● **EXTRAIT DU DOCUMENT**:
++++

L’image a-t-elle une conscience ? L’image sert-elle à l’éveil ? A cela, Tina Modotti s’est confrontée tout au long de sa vie de photographe et d’après. A traverser les combats communistes jusqu’à sa fin en 1942, elle aura laissé les traces d’un certain regard éveillé et d’une conscience pointue des injustices, comme des bouleversements sociaux et politiques des lieux traversés qu’elle aura modelé de son regard, avec son objectif. Rétrospective au Jeu de Paume.

La vie de Tina Modotti (Udine, Italie, 1896 — Mexico, 1942) a été marquée par quelques-uns des événements historiques les plus importants de la première moitié du XXe siècle : l’émigration économique des Européens vers l’Amérique, la naissance du cinéma muet sur la côte ouest des États-Unis, les mouvements agraires post-révolutionnaires au Mexique, l’essor du muralisme politique, la revendication de la culture indigène mexicaine, l’émancipation des femmes dans la sphère publique, l’opposition entre staliniens et trotskistes après la révolution russe de 1917 et la guerre civile espagnole. Elle fait partie d’une génération de femmes qui a apporté une contribution majeure à la photographie des années 1920, et si l’on ne peut à ce jour lui attribuer que quatre cents photographies environ, leur nombre augmente à chaque nouvelle découverte, comme en témoigne cette exposition. Tina Modotti a exercé une grande influence sur la photographie mexicaine ultérieure, de Manuel Álvarez Bravo à Graciela Iturbide.

Modotti s’est initiée à la pratique de la photographie grâce à Edward Weston ; toutefois, son œuvre, qui développe une vision très personnelle, dépasse l’enseignement formaliste de ce dernier. Après son émigration économique depuis la ville italienne d’Udine jusqu’à San Francisco et Los Angeles, Modotti part pour le Mexique, où elle participe à la « renaissance mexicaine » et à l’effervescence culturelle post-révolutionnaire. Intégrée au cercle des artistes et des muralistes établis sur place, elle allie rapidement une « photographie incarnée » au formalisme de Weston : le fait d’être issue d’une famille modeste, d’être une immigrée et d’être née femme influence son regard, le rendant particulièrement sensible aux injustices sociales.

++++

● **MATÉRIEL**:
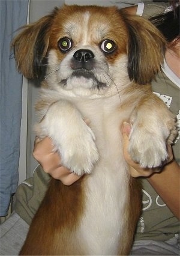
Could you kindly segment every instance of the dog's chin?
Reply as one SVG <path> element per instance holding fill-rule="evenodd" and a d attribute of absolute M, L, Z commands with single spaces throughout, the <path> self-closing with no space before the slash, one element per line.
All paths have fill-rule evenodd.
<path fill-rule="evenodd" d="M 98 80 L 92 72 L 84 70 L 74 71 L 69 78 L 61 80 L 60 84 L 67 90 L 82 88 L 101 90 L 107 87 L 106 84 Z"/>

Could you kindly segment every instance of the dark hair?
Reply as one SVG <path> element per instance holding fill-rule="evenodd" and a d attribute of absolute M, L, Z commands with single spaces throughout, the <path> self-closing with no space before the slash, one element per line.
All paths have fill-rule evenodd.
<path fill-rule="evenodd" d="M 149 20 L 161 32 L 168 42 L 179 39 L 179 5 L 164 14 L 151 17 Z"/>

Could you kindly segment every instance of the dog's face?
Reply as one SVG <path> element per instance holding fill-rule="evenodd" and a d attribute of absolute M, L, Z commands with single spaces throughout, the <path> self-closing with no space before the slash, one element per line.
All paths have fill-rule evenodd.
<path fill-rule="evenodd" d="M 112 94 L 132 80 L 151 81 L 160 70 L 164 44 L 140 17 L 114 7 L 77 5 L 56 8 L 13 42 L 25 76 L 38 77 L 47 59 L 50 87 L 100 94 Z"/>
<path fill-rule="evenodd" d="M 121 16 L 114 8 L 102 11 L 94 7 L 67 7 L 62 11 L 53 20 L 49 38 L 49 84 L 82 95 L 110 90 L 112 94 L 113 88 L 116 92 L 121 79 L 122 85 L 129 81 L 127 33 Z"/>

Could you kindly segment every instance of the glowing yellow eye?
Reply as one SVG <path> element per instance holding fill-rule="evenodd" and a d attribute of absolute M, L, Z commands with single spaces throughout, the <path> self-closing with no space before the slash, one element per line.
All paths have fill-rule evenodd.
<path fill-rule="evenodd" d="M 68 37 L 63 37 L 58 41 L 58 46 L 61 52 L 66 52 L 72 47 L 71 40 Z"/>
<path fill-rule="evenodd" d="M 106 39 L 101 43 L 100 47 L 105 53 L 112 53 L 116 49 L 116 45 L 112 40 Z"/>
<path fill-rule="evenodd" d="M 67 41 L 63 41 L 62 42 L 62 45 L 63 47 L 66 47 L 67 46 L 68 43 Z"/>

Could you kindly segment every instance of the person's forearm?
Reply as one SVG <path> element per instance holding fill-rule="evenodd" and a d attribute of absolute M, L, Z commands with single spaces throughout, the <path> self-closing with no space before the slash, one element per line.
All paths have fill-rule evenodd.
<path fill-rule="evenodd" d="M 148 178 L 173 214 L 180 219 L 180 166 L 173 160 L 166 165 L 160 173 Z"/>

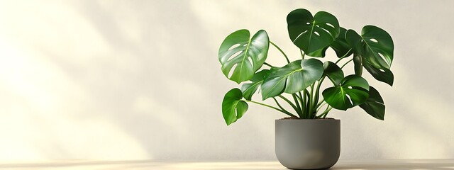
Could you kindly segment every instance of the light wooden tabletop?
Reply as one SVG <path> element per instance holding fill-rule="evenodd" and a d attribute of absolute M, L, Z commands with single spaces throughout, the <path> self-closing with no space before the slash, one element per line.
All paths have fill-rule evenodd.
<path fill-rule="evenodd" d="M 0 169 L 287 169 L 276 161 L 172 162 L 60 160 L 0 162 Z M 340 160 L 331 169 L 454 169 L 454 159 Z"/>

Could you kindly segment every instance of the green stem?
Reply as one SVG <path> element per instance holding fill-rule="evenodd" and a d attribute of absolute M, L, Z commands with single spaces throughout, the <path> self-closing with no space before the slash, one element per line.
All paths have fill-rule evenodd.
<path fill-rule="evenodd" d="M 317 107 L 317 112 L 319 112 L 319 110 L 320 110 L 320 109 L 323 108 L 326 104 L 326 103 L 324 103 L 323 104 L 321 105 L 320 107 Z"/>
<path fill-rule="evenodd" d="M 307 96 L 309 96 L 309 92 L 307 91 L 306 89 L 304 89 L 304 91 L 303 91 L 303 103 L 304 104 L 304 110 L 303 111 L 303 115 L 306 118 L 307 118 L 307 115 L 309 115 L 309 114 L 307 113 L 309 112 L 309 107 L 307 106 Z"/>
<path fill-rule="evenodd" d="M 277 101 L 277 100 L 276 100 L 276 98 L 272 98 L 272 99 L 273 99 L 273 100 L 275 100 L 275 101 L 276 102 L 276 104 L 277 105 L 277 106 L 278 106 L 281 110 L 282 110 L 283 111 L 287 112 L 287 113 L 290 113 L 290 112 L 289 112 L 288 110 L 285 110 L 285 108 L 284 108 L 282 107 L 282 106 L 281 106 L 281 104 L 280 104 L 280 103 L 279 103 L 279 102 Z M 292 114 L 292 113 L 290 113 L 290 114 Z M 293 115 L 293 114 L 292 114 L 292 115 Z"/>
<path fill-rule="evenodd" d="M 320 105 L 323 103 L 323 101 L 325 101 L 321 100 L 320 102 L 319 102 L 319 103 L 317 103 L 317 106 L 316 108 L 319 108 L 320 106 Z"/>
<path fill-rule="evenodd" d="M 301 49 L 299 50 L 299 54 L 301 54 L 301 57 L 304 60 L 304 56 L 306 56 L 306 54 L 303 54 L 303 50 L 301 50 Z"/>
<path fill-rule="evenodd" d="M 297 95 L 292 94 L 292 96 L 293 96 L 293 100 L 295 101 L 295 105 L 297 106 L 297 108 L 298 108 L 298 111 L 297 111 L 297 113 L 298 113 L 298 115 L 299 115 L 299 118 L 301 118 L 303 116 L 303 112 L 301 110 L 301 106 L 299 106 L 299 102 L 298 102 L 298 99 L 297 99 Z"/>
<path fill-rule="evenodd" d="M 268 66 L 270 67 L 273 67 L 273 66 L 272 66 L 271 64 L 268 64 L 267 62 L 264 62 L 263 64 L 267 65 L 267 66 Z"/>
<path fill-rule="evenodd" d="M 275 47 L 277 48 L 277 50 L 281 52 L 281 53 L 282 53 L 282 55 L 284 55 L 284 57 L 285 57 L 285 60 L 287 60 L 287 63 L 290 63 L 290 60 L 289 60 L 289 57 L 287 57 L 287 55 L 285 55 L 285 52 L 284 52 L 284 51 L 282 51 L 282 50 L 281 50 L 281 48 L 279 48 L 279 47 L 277 47 L 277 45 L 276 45 L 276 44 L 273 43 L 272 42 L 270 41 L 270 43 L 271 43 L 271 45 L 272 45 L 273 46 L 275 46 Z"/>
<path fill-rule="evenodd" d="M 267 104 L 265 104 L 265 103 L 259 103 L 259 102 L 253 101 L 245 101 L 245 100 L 243 100 L 243 101 L 246 101 L 246 102 L 252 102 L 252 103 L 256 103 L 256 104 L 259 104 L 259 105 L 261 105 L 261 106 L 266 106 L 266 107 L 275 109 L 276 110 L 278 110 L 278 111 L 280 111 L 282 113 L 285 113 L 285 114 L 287 114 L 287 115 L 288 115 L 289 116 L 292 116 L 292 117 L 297 117 L 296 115 L 294 115 L 294 114 L 292 114 L 289 112 L 286 112 L 286 111 L 284 111 L 283 110 L 279 109 L 277 108 L 275 108 L 274 106 L 270 106 L 270 105 L 267 105 Z"/>
<path fill-rule="evenodd" d="M 313 108 L 312 106 L 314 105 L 312 103 L 312 100 L 314 100 L 314 84 L 311 85 L 311 94 L 310 94 L 310 97 L 308 100 L 307 102 L 309 103 L 309 118 L 312 118 L 312 110 L 313 110 Z"/>
<path fill-rule="evenodd" d="M 330 110 L 331 110 L 331 109 L 333 109 L 333 108 L 331 108 L 331 106 L 328 106 L 328 109 L 326 109 L 326 110 L 325 110 L 325 112 L 323 112 L 323 117 L 322 118 L 326 118 L 326 115 L 328 115 L 328 113 L 329 113 Z"/>
<path fill-rule="evenodd" d="M 343 58 L 347 57 L 347 55 L 348 55 L 348 52 L 350 52 L 350 51 L 351 51 L 352 49 L 350 48 L 350 50 L 348 50 L 348 51 L 347 52 L 347 53 L 345 53 L 343 56 L 340 57 L 340 58 L 339 58 L 339 60 L 338 60 L 337 61 L 336 61 L 336 62 L 334 64 L 338 64 L 338 62 L 340 62 L 340 60 L 343 60 Z"/>
<path fill-rule="evenodd" d="M 297 113 L 299 113 L 298 111 L 298 108 L 297 108 L 297 106 L 293 104 L 293 103 L 292 103 L 292 101 L 290 101 L 290 100 L 289 100 L 288 98 L 284 97 L 282 95 L 279 95 L 278 97 L 284 99 L 284 101 L 287 101 L 287 103 L 288 103 L 290 106 L 292 106 L 292 108 L 293 108 L 294 110 L 295 110 L 295 111 L 297 111 Z M 299 115 L 299 113 L 298 113 Z"/>
<path fill-rule="evenodd" d="M 314 104 L 319 103 L 319 98 L 320 98 L 320 86 L 323 82 L 323 80 L 325 80 L 325 77 L 326 76 L 323 76 L 323 78 L 321 78 L 321 79 L 319 81 L 319 84 L 317 84 L 317 88 L 315 89 L 315 100 L 314 100 Z M 316 107 L 316 108 L 317 107 Z"/>
<path fill-rule="evenodd" d="M 304 115 L 304 102 L 303 101 L 303 95 L 301 94 L 301 91 L 298 92 L 299 94 L 299 103 L 301 104 L 301 112 Z"/>
<path fill-rule="evenodd" d="M 343 67 L 345 67 L 347 64 L 348 64 L 349 62 L 353 61 L 353 59 L 351 59 L 350 60 L 348 60 L 348 62 L 345 62 L 345 64 L 343 64 L 343 65 L 342 65 L 342 67 L 340 67 L 340 69 L 343 68 Z"/>

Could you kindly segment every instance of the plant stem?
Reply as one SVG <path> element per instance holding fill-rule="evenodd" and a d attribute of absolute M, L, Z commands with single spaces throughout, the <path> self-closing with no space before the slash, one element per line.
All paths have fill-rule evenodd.
<path fill-rule="evenodd" d="M 314 84 L 311 85 L 311 94 L 310 94 L 310 97 L 308 99 L 308 101 L 309 103 L 309 112 L 308 113 L 309 114 L 309 118 L 312 118 L 312 106 L 313 106 L 313 103 L 312 103 L 312 100 L 314 100 Z"/>
<path fill-rule="evenodd" d="M 275 47 L 277 48 L 277 50 L 281 52 L 281 53 L 282 53 L 282 55 L 284 55 L 284 57 L 285 57 L 285 60 L 287 60 L 287 63 L 290 63 L 290 60 L 289 60 L 289 57 L 287 57 L 287 55 L 285 55 L 285 52 L 284 52 L 284 51 L 282 51 L 282 50 L 281 50 L 281 48 L 279 48 L 279 47 L 277 47 L 277 45 L 276 45 L 276 44 L 273 43 L 272 42 L 270 41 L 270 43 L 271 43 L 271 45 L 272 45 L 273 46 L 275 46 Z"/>
<path fill-rule="evenodd" d="M 299 111 L 298 110 L 298 108 L 297 108 L 297 106 L 295 105 L 294 105 L 293 103 L 292 103 L 292 101 L 290 101 L 290 100 L 289 100 L 287 98 L 284 97 L 282 95 L 279 95 L 278 96 L 279 98 L 284 99 L 284 101 L 287 101 L 287 103 L 288 103 L 292 106 L 292 108 L 293 108 L 293 109 L 295 110 L 295 111 L 297 111 L 297 113 L 298 113 L 298 115 L 299 115 Z"/>
<path fill-rule="evenodd" d="M 304 60 L 304 56 L 306 56 L 306 54 L 303 54 L 303 50 L 301 50 L 301 49 L 299 49 L 299 53 L 301 54 L 301 57 Z"/>
<path fill-rule="evenodd" d="M 298 92 L 299 94 L 299 103 L 301 104 L 301 112 L 304 115 L 304 102 L 303 101 L 303 95 L 301 94 L 301 91 Z"/>
<path fill-rule="evenodd" d="M 285 108 L 284 108 L 282 107 L 282 106 L 281 106 L 281 105 L 279 103 L 279 102 L 277 101 L 277 100 L 276 100 L 276 98 L 272 98 L 272 99 L 273 99 L 273 100 L 275 100 L 275 101 L 276 102 L 276 104 L 277 105 L 277 106 L 278 106 L 281 110 L 284 110 L 284 111 L 285 111 L 285 112 L 287 112 L 287 113 L 290 113 L 290 112 L 289 112 L 288 110 L 285 110 Z M 290 113 L 290 114 L 292 114 L 292 113 Z"/>
<path fill-rule="evenodd" d="M 319 108 L 320 106 L 320 105 L 323 103 L 323 101 L 325 101 L 322 100 L 320 102 L 319 102 L 319 103 L 317 103 L 316 108 Z"/>
<path fill-rule="evenodd" d="M 319 110 L 322 107 L 323 107 L 323 106 L 325 106 L 326 103 L 323 103 L 322 105 L 321 105 L 321 106 L 320 106 L 320 107 L 318 107 L 318 108 L 317 108 L 317 112 L 319 112 Z"/>
<path fill-rule="evenodd" d="M 294 114 L 292 114 L 292 113 L 289 113 L 288 111 L 285 111 L 285 110 L 279 109 L 277 108 L 275 108 L 274 106 L 270 106 L 270 105 L 267 105 L 267 104 L 265 104 L 265 103 L 259 103 L 259 102 L 253 101 L 246 101 L 246 100 L 243 100 L 243 101 L 246 101 L 246 102 L 252 102 L 252 103 L 256 103 L 256 104 L 259 104 L 259 105 L 261 105 L 261 106 L 266 106 L 266 107 L 268 107 L 268 108 L 273 108 L 273 109 L 275 109 L 276 110 L 278 110 L 278 111 L 280 111 L 282 113 L 285 113 L 285 114 L 287 114 L 287 115 L 288 115 L 289 116 L 292 116 L 292 117 L 297 117 Z"/>
<path fill-rule="evenodd" d="M 314 100 L 314 104 L 319 103 L 319 98 L 320 97 L 320 86 L 323 82 L 323 80 L 325 80 L 325 77 L 326 76 L 322 77 L 321 79 L 319 81 L 319 84 L 317 84 L 317 88 L 315 89 L 315 98 Z"/>
<path fill-rule="evenodd" d="M 298 113 L 298 115 L 299 115 L 299 117 L 302 117 L 303 115 L 303 111 L 301 110 L 301 106 L 299 106 L 299 102 L 298 102 L 298 99 L 297 99 L 297 95 L 294 94 L 292 94 L 292 96 L 293 96 L 293 100 L 295 101 L 295 105 L 297 106 L 297 108 L 298 108 L 298 111 L 297 111 L 297 113 Z"/>
<path fill-rule="evenodd" d="M 343 64 L 343 65 L 342 65 L 342 67 L 340 67 L 340 69 L 343 68 L 343 67 L 345 67 L 347 64 L 348 64 L 349 62 L 353 61 L 353 59 L 351 59 L 350 60 L 348 60 L 348 62 L 345 62 L 345 64 Z"/>
<path fill-rule="evenodd" d="M 304 104 L 304 110 L 303 111 L 303 115 L 304 115 L 304 118 L 307 118 L 307 112 L 309 111 L 309 107 L 307 106 L 307 96 L 309 92 L 307 91 L 306 89 L 304 89 L 304 91 L 303 91 L 303 103 Z"/>
<path fill-rule="evenodd" d="M 343 58 L 345 58 L 345 57 L 347 57 L 347 55 L 348 55 L 348 52 L 350 52 L 350 51 L 351 51 L 352 49 L 350 48 L 350 50 L 348 50 L 348 51 L 347 52 L 347 53 L 345 53 L 343 56 L 340 57 L 340 58 L 339 58 L 339 60 L 338 60 L 337 61 L 336 61 L 336 62 L 334 64 L 338 64 L 338 62 L 340 62 L 340 60 L 343 60 Z"/>
<path fill-rule="evenodd" d="M 326 115 L 328 115 L 328 113 L 329 113 L 329 111 L 330 111 L 330 110 L 331 110 L 331 109 L 333 108 L 331 108 L 331 106 L 328 106 L 328 109 L 326 109 L 326 110 L 325 112 L 323 112 L 323 118 L 326 118 Z"/>
<path fill-rule="evenodd" d="M 271 64 L 268 64 L 267 62 L 263 62 L 263 64 L 267 65 L 267 66 L 268 66 L 270 67 L 273 67 L 273 66 L 272 66 Z"/>

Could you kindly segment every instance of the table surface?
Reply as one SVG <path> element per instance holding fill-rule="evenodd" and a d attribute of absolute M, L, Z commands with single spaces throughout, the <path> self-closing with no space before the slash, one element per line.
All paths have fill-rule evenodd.
<path fill-rule="evenodd" d="M 59 160 L 0 162 L 0 169 L 287 169 L 276 161 L 172 162 Z M 454 159 L 340 160 L 331 169 L 454 169 Z"/>

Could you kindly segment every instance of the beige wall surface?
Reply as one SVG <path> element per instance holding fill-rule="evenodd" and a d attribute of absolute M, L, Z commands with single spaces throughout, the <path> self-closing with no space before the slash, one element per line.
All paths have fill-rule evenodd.
<path fill-rule="evenodd" d="M 394 86 L 370 81 L 385 100 L 385 120 L 359 108 L 328 115 L 341 120 L 341 159 L 454 159 L 453 6 L 2 1 L 0 160 L 275 159 L 274 120 L 284 115 L 251 104 L 227 127 L 221 103 L 238 85 L 222 74 L 217 50 L 233 31 L 265 29 L 297 60 L 285 18 L 298 8 L 328 11 L 357 31 L 377 26 L 394 39 Z M 277 50 L 270 52 L 270 62 L 284 64 Z"/>

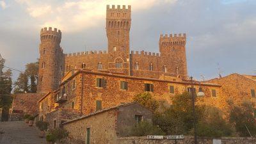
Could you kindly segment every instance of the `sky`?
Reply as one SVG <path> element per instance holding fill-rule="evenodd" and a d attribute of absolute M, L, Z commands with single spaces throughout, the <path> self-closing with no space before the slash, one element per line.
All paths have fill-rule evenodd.
<path fill-rule="evenodd" d="M 131 5 L 131 50 L 159 52 L 160 34 L 184 33 L 189 76 L 256 72 L 255 0 L 0 0 L 5 65 L 24 70 L 36 61 L 44 27 L 62 31 L 65 53 L 107 50 L 106 4 Z"/>

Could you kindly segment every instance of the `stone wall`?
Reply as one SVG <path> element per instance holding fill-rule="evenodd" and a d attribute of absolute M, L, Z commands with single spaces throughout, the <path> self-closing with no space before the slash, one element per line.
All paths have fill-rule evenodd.
<path fill-rule="evenodd" d="M 223 137 L 216 138 L 221 140 L 221 144 L 254 144 L 255 138 Z M 184 136 L 184 140 L 177 140 L 177 144 L 193 144 L 193 136 Z M 212 138 L 198 138 L 198 144 L 213 144 Z M 176 144 L 173 140 L 148 140 L 147 137 L 123 137 L 118 138 L 117 144 Z"/>
<path fill-rule="evenodd" d="M 63 127 L 70 132 L 69 137 L 71 141 L 84 141 L 82 143 L 85 143 L 86 129 L 90 128 L 91 144 L 116 143 L 115 131 L 116 115 L 116 109 L 113 109 L 86 118 L 64 124 Z"/>
<path fill-rule="evenodd" d="M 20 120 L 23 115 L 35 115 L 38 113 L 38 101 L 43 95 L 41 93 L 17 93 L 13 95 L 13 100 L 10 109 L 10 120 Z"/>

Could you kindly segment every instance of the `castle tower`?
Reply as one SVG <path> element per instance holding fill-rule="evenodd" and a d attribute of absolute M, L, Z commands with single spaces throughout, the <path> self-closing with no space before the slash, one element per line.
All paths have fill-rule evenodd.
<path fill-rule="evenodd" d="M 111 71 L 129 73 L 131 6 L 107 5 L 106 29 Z"/>
<path fill-rule="evenodd" d="M 63 68 L 63 50 L 60 46 L 61 32 L 44 28 L 40 32 L 39 77 L 38 92 L 46 93 L 56 90 Z"/>
<path fill-rule="evenodd" d="M 186 56 L 186 34 L 161 35 L 159 51 L 163 68 L 174 76 L 187 78 L 187 61 Z"/>

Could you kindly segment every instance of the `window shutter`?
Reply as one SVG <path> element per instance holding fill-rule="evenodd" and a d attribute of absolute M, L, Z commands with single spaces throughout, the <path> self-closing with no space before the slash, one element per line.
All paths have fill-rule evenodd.
<path fill-rule="evenodd" d="M 251 93 L 252 93 L 252 97 L 255 97 L 255 90 L 254 89 L 251 90 Z"/>
<path fill-rule="evenodd" d="M 150 84 L 150 91 L 153 92 L 154 92 L 154 85 L 153 85 L 153 84 Z"/>
<path fill-rule="evenodd" d="M 174 93 L 174 86 L 170 86 L 170 93 Z"/>
<path fill-rule="evenodd" d="M 97 87 L 100 87 L 100 79 L 97 78 Z"/>

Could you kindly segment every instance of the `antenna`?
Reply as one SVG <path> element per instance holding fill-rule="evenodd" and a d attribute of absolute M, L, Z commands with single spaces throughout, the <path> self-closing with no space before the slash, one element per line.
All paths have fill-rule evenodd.
<path fill-rule="evenodd" d="M 218 67 L 218 74 L 219 75 L 220 78 L 221 78 L 221 73 L 223 72 L 221 69 L 220 69 L 220 64 L 219 63 L 217 63 L 217 67 Z"/>
<path fill-rule="evenodd" d="M 205 77 L 204 77 L 204 76 L 203 74 L 201 74 L 200 76 L 201 76 L 202 79 L 203 79 L 203 81 L 205 81 Z"/>

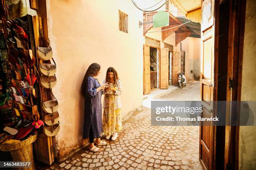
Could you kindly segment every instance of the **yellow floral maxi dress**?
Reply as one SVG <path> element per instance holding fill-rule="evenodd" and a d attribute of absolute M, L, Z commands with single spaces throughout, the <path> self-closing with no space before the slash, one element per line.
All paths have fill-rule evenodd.
<path fill-rule="evenodd" d="M 105 81 L 103 81 L 105 83 Z M 102 126 L 106 135 L 120 132 L 122 129 L 121 116 L 121 103 L 120 100 L 121 94 L 121 82 L 118 81 L 118 85 L 113 86 L 116 90 L 114 94 L 113 91 L 105 92 L 103 102 L 103 116 Z"/>

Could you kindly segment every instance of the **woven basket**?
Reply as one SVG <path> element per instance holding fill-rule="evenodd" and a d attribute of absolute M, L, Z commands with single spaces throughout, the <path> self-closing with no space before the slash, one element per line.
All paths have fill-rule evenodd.
<path fill-rule="evenodd" d="M 37 137 L 37 134 L 36 134 L 20 142 L 9 145 L 0 145 L 0 150 L 10 152 L 13 161 L 30 162 L 31 164 L 29 167 L 15 168 L 15 169 L 34 170 L 35 166 L 32 143 L 36 140 Z"/>

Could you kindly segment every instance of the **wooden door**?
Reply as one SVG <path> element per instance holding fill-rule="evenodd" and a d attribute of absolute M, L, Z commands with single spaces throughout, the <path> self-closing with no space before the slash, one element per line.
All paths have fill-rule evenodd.
<path fill-rule="evenodd" d="M 168 48 L 161 49 L 160 52 L 160 89 L 167 89 L 168 88 L 169 82 L 169 54 Z"/>
<path fill-rule="evenodd" d="M 185 52 L 180 52 L 180 72 L 185 74 Z"/>
<path fill-rule="evenodd" d="M 49 165 L 54 161 L 53 137 L 38 133 L 33 146 L 35 159 Z"/>
<path fill-rule="evenodd" d="M 216 4 L 218 0 L 215 0 Z M 215 62 L 218 57 L 218 21 L 217 8 L 214 0 L 202 1 L 201 50 L 201 96 L 203 111 L 202 118 L 215 115 L 213 101 L 216 97 L 216 88 L 214 82 L 218 78 L 218 69 Z M 210 12 L 209 12 L 210 10 Z M 212 20 L 214 22 L 212 22 Z M 217 75 L 217 76 L 216 76 Z M 200 125 L 199 160 L 204 170 L 214 169 L 215 132 L 215 127 L 212 122 L 204 122 Z"/>
<path fill-rule="evenodd" d="M 180 56 L 179 52 L 174 52 L 173 56 L 173 61 L 172 63 L 173 72 L 172 75 L 172 85 L 178 85 L 178 74 L 180 70 Z"/>
<path fill-rule="evenodd" d="M 149 46 L 143 47 L 143 94 L 150 93 L 150 54 Z"/>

++++

● **EXERCICES À RÉALISER**:
a) Les affirmations suivantes concordent-elles avec l'extrait sur Tina Modotti ? (i) Modotti est née à Udine en 1896. (ii) On peut aujourd'hui lui attribuer environ mille photographies. (iii) Modotti a appris la photographie auprès de Manuel Álvarez Bravo. Répondez par oui ou par non à chacune, en citant les mots décisifs de l'extrait.
b) Recopiez à l'identique le passage de l'extrait sur Tina Modotti situé entre « L’image a-t-elle une » et « Jeu de Paume. », bornes incluses.

● **RÉSULTATS ATTENDUS**:
a)
(i) Oui : « Tina Modotti (Udine, Italie, 1896 — Mexico, 1942) ».
(ii) Non : « si l’on ne peut à ce jour lui attribuer que quatre cents photographies environ ».
(iii) Non : « Modotti s’est initiée à la pratique de la photographie grâce à Edward Weston ».

b)
L’image a-t-elle une conscience ? L’image sert-elle à l’éveil ? A cela, Tina Modotti s’est confrontée tout au long de sa vie de photographe et d’après. A traverser les combats communistes jusqu’à sa fin en 1942, elle aura laissé les traces d’un certain regard éveillé et d’une conscience pointue des injustices, comme des bouleversements sociaux et politiques des lieux traversés qu’elle aura modelé de son regard, avec son objectif. Rétrospective au Jeu de Paume.